• Task to complete: Count the lines below that contain the word "nose" and give only that number.

• The data:
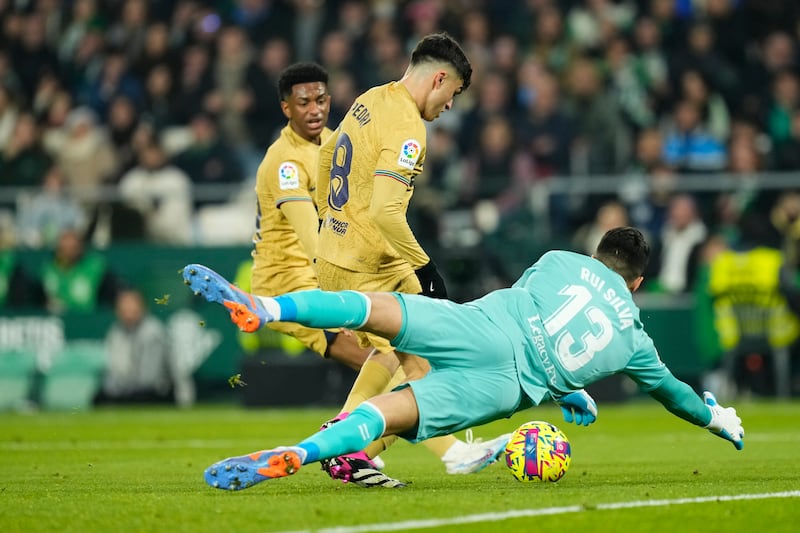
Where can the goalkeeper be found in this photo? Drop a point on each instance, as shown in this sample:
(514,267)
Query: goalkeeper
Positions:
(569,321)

---

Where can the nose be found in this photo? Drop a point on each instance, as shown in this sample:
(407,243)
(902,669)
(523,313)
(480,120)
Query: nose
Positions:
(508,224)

• Solved problem: 2